Information given:
+++

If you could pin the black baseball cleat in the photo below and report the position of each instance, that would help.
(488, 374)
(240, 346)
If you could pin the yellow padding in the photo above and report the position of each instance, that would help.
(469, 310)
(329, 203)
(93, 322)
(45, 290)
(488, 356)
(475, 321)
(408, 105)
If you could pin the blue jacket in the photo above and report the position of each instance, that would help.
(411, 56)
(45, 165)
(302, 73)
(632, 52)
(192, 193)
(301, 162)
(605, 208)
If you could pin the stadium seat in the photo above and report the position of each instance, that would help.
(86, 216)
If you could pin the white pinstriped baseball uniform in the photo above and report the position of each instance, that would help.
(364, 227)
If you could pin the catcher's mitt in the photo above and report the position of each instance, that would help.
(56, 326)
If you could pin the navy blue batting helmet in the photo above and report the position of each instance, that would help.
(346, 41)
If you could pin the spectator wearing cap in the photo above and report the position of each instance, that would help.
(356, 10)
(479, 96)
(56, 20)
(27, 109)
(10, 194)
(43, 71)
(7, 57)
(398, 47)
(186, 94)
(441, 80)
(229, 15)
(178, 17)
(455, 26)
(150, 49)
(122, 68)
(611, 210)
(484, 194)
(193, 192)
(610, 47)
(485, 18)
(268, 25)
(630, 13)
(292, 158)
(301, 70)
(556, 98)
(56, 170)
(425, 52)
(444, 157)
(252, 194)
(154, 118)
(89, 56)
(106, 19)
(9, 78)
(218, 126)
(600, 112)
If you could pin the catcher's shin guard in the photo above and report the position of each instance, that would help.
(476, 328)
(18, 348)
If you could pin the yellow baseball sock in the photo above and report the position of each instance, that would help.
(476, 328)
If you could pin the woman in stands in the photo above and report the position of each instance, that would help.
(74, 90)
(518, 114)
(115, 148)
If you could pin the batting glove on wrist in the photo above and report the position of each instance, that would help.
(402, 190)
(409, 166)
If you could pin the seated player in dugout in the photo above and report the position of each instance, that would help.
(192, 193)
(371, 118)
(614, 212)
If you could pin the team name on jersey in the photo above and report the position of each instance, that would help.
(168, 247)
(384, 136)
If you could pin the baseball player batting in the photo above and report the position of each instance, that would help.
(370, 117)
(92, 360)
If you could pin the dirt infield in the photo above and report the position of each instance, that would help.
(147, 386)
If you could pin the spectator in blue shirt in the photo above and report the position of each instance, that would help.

+++

What is expected: Only the lines from the one containing "If you could pin the baseball" through the last line of the records are to be set down, exactly as they appear.

Solution to the problem:
If you could pin the baseball player batting in the photo above and report the position of each instance, that would help.
(370, 117)
(92, 360)
If you could pin the dirt infield in the photo above and report the position of each instance, that would help.
(147, 386)
If you could pin the spectator in blue shirt in the photo above and report the position of each instance, that would help.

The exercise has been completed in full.